::: READING PASSAGE :::

Oxford_Comma_Lover writes "Confirming heavy speculation in the Slashdot community, the New York Times reports that joint US-Israeli efforts were almost certainly behind the recent Stuxnet attack on Iran's nuclear program." The article stops just short of saying in so many words that Israeli is the doer, but leaves little doubt of its conclusion.

3 of 406 comments (clear)

  1. When this happens to the US or its allies by countertrolling · · Score: 5, Insightful

    It will considered an act of war resulting in the real thing, of course.

    --
    For justice, we must go to Don Corleone
    1. Re:When this happens to the US or its allies by guyminuslife · · Score: 5, Insightful

      They don't have nukes. But lets say, for argument's sake, that they develop them.

      First of all, any nuclear weapons that Iran develops are likely to be much smaller-scale than the weapons that have been rusting away in the US stockpiles since the 1950s. Fat Man and Little Boy were big bombs, but they aren't even close to the scale of the arms developed during the Cold War.

      Second, a nuclear Iran does not mean the difference between zero nuclear weapons and the stockpile that, say, Russia/Britain/India has. There's a recurring cost and a recurring development time.

      Third, and probably most importantly, Iran doesn't have the capacity to send long-range missiles. (This is also the case with North Korea.) They could nuke Israel, but not much further than that. The United States would not see any damage due to conventional deployment; the only way that Iran would be able to attack would be to supply terrorist groups.

      But then their country's ash. I don't have particularly high esteem for the Iranian leadership, but they're not stupid, they're not suicidal, and they understand MAD. So it's a moot point. The rationale for wanting nukes is pretty obvious: Iran is in a position where two of its neighbors got invaded in the past 10 years by the Americans, who they don't stand a chance against in a conventional war, and who have been rattling their sabers since 1979. I don't think Iran particularly cares about starting a war, the nuclear program is more of a deterrent against turning into Iraq or Afghanistan.

      --
      I don't believe in time. It's a grand conspiracy designed to sell watches.
  2. Re:Color me impressed by drolli · · Score: 5, Insightful

    Or you have to have spys in the Companies providing the parts. Siemens does not have a strong culture of being paranoid, especially not against western/pro-western secret services, with which they probably collaborate anyway when it comes to identifying industrial espionage from other services. I am pretty sure that the BND (German secret service) can ask them for plans and details quite openly (i guess you don't produce parts relevant for nuclear technology or military infrastructure without having liaison officer assigned to you), and probably also for the source code of the embedded SPS modules. For sure the same holds true for the manufacturer of the turbines. Since the Western secret services collaborate on an less prominent, informal level (see e.g. the BND agents in Baghdad during the war which reported back to the NATO headquarters, where obviously - no records exist - they helped clearing military targets in Iraq, despite Germany no being officially involved in the war).

    I would guess that actually several secret services collaborated in this, but the "Cui Bono?" points to Israel.

::: DATA SECTION :::

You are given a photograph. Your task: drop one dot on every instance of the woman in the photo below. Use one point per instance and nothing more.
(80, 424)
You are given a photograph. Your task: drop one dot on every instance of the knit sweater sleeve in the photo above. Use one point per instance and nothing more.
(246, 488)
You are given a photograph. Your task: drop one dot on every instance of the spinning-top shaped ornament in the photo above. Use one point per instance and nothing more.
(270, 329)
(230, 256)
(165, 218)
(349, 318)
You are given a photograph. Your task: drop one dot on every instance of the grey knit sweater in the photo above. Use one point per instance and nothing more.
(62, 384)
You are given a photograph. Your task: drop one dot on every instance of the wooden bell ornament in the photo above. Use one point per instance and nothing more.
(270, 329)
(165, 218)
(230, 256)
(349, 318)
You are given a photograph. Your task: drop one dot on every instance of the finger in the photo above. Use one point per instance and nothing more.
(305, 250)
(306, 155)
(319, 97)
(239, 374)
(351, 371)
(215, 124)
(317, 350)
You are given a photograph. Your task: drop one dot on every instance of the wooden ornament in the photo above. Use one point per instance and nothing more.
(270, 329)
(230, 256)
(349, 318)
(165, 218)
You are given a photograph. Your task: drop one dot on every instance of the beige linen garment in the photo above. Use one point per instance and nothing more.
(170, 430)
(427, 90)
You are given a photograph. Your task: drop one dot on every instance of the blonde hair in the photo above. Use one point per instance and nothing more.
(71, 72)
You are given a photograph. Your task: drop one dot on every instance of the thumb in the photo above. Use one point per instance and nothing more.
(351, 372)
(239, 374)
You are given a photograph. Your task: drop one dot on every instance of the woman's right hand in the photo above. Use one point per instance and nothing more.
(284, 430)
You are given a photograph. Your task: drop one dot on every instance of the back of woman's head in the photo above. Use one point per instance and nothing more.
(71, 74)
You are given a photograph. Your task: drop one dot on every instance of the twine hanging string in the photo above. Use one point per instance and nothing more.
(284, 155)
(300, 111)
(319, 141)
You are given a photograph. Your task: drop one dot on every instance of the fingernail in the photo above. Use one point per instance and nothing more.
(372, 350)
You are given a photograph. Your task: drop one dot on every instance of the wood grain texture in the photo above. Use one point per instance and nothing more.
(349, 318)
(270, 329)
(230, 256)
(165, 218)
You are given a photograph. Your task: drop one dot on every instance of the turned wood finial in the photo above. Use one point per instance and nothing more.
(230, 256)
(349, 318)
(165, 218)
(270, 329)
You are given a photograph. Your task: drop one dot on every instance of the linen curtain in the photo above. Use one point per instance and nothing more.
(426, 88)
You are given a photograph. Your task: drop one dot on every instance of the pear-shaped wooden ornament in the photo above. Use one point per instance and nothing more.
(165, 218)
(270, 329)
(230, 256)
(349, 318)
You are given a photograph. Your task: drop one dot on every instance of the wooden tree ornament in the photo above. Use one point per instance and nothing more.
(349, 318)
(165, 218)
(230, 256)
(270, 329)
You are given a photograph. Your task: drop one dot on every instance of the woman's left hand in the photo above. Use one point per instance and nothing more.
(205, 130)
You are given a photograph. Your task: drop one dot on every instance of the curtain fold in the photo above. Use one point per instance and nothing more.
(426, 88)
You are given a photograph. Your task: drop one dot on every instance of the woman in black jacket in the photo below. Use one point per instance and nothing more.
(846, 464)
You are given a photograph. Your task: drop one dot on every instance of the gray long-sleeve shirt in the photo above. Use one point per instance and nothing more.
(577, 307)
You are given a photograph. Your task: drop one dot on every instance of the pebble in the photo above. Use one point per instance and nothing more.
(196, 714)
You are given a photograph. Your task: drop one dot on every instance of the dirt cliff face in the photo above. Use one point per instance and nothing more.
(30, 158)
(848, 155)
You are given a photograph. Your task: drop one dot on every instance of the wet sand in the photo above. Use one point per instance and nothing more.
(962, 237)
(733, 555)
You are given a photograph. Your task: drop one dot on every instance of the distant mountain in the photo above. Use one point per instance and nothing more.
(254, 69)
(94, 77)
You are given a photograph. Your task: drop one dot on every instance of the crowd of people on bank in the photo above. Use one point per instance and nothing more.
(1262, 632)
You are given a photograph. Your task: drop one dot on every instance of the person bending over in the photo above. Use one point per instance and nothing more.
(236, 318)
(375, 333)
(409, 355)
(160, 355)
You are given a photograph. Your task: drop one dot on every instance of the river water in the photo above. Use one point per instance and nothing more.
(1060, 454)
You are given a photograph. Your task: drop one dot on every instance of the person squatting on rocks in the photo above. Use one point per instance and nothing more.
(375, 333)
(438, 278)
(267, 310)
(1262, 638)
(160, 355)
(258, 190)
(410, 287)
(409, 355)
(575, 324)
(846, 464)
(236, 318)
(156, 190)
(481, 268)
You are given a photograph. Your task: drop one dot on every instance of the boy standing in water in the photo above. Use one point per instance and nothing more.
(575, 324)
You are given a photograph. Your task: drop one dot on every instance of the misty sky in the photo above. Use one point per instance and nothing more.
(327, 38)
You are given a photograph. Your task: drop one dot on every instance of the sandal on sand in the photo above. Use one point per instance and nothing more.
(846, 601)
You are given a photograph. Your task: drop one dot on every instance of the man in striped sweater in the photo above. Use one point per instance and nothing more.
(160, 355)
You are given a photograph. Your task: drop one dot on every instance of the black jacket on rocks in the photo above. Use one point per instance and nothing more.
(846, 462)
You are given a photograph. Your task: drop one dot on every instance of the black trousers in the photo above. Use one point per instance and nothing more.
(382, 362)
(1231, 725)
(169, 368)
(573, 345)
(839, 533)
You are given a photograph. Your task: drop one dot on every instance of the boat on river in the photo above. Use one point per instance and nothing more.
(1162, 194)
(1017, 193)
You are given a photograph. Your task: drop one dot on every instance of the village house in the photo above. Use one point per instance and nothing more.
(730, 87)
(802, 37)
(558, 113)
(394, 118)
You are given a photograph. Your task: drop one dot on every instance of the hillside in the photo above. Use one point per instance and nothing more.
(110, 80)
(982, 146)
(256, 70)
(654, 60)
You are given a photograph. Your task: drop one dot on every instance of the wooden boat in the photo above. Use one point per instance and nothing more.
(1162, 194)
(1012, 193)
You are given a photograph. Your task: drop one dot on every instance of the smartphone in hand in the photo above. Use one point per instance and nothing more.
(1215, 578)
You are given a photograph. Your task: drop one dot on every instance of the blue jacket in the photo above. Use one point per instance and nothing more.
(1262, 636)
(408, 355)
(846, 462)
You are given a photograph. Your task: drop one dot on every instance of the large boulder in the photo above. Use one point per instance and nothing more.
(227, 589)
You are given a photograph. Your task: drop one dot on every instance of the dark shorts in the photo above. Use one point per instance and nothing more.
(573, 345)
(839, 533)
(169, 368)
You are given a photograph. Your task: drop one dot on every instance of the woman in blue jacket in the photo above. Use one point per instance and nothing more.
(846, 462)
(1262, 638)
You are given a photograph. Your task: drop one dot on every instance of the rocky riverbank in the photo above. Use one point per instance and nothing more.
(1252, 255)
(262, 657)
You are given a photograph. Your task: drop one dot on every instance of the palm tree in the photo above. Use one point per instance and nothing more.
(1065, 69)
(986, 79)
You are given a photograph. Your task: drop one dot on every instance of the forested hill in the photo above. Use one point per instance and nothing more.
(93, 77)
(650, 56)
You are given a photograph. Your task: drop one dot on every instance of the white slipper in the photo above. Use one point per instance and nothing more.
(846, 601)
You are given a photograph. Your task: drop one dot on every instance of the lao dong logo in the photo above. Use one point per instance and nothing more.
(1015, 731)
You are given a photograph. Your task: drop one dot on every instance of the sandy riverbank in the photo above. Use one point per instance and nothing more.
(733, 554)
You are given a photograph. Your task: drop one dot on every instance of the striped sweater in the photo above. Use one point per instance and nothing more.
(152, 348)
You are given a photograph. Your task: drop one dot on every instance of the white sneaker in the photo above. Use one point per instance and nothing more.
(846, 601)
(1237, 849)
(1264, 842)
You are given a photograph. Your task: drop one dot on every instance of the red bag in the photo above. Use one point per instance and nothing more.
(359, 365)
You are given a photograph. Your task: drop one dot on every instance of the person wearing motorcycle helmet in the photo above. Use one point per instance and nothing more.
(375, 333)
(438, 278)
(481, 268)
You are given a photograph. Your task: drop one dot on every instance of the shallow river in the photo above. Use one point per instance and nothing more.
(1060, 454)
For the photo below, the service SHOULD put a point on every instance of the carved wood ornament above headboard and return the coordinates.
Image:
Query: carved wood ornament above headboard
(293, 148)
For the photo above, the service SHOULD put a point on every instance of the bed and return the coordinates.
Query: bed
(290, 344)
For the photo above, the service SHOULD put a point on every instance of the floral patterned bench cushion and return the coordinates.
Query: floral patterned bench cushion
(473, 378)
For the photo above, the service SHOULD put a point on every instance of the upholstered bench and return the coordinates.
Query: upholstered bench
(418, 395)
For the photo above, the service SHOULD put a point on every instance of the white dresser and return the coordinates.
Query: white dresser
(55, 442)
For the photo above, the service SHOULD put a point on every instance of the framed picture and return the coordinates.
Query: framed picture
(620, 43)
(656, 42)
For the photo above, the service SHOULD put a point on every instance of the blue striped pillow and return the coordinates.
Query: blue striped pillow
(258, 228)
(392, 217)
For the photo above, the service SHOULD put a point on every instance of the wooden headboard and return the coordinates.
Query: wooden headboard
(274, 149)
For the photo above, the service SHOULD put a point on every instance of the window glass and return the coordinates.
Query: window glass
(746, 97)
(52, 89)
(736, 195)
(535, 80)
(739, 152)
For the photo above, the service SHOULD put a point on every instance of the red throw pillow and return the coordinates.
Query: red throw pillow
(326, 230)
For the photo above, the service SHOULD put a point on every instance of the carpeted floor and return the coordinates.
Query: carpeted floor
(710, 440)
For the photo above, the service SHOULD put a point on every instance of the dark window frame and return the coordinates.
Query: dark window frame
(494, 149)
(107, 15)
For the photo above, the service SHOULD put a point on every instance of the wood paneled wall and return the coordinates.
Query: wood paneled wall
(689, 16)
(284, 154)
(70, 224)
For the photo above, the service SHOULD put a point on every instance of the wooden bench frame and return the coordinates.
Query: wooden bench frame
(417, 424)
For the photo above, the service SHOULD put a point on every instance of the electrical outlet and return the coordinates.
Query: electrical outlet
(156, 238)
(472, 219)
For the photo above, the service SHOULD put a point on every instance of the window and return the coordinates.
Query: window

:::

DIRECTIVES =
a: Using the Stuxnet discussion above, decide whether each statement agrees with it. Answer yes or no for each, and quote the exact words that settle it. (i) The commenter guyminuslife says Iran has the capacity to send long-range missiles. (ii) The commenter drolli says Siemens does not have a strong culture of being paranoid. (iii) The commenter guyminuslife says Iran's nuclear program is mainly a way to start a war.
b: Copy the part of the Stuxnet discussion starting at "First of all, any" and ending at "the Cold War.", word for word.

RESULTS FOR EACH TASK =
a:
(i) No: "Iran doesn't have the capacity to send long-range missiles."
(ii) Yes: "Siemens does not have a strong culture of being paranoid"
(iii) No: "the nuclear program is more of a deterrent against turning into Iraq or Afghanistan."

b:
First of all, any nuclear weapons that Iran develops are likely to be much smaller-scale than the weapons that have been rusting away in the US stockpiles since the 1950s. Fat Man and Little Boy were big bombs, but they aren't even close to the scale of the arms developed during the Cold War.